■ Description of the task:
Gather every line of the material below that contains the word "broth", and copy each of those lines out in full.

■ Materials provided:
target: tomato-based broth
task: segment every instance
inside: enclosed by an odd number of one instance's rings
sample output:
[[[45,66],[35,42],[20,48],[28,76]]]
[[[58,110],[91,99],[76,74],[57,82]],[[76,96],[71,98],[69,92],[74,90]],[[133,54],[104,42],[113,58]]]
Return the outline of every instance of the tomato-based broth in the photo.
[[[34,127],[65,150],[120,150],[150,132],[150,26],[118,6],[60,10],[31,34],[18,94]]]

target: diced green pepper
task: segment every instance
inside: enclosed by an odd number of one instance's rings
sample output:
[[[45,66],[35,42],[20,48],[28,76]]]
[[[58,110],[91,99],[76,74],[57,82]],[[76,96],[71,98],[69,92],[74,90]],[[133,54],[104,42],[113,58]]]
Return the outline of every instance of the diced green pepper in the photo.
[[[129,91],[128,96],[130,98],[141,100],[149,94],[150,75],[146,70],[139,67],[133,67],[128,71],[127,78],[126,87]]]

--

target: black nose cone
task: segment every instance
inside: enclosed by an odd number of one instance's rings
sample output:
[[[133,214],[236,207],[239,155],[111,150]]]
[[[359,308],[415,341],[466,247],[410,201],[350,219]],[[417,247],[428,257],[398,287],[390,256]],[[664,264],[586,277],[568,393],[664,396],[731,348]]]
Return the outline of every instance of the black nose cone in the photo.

■ Right answer:
target: tomato-based broth
Return the outline of every instance of the tomato-based broth in the photo.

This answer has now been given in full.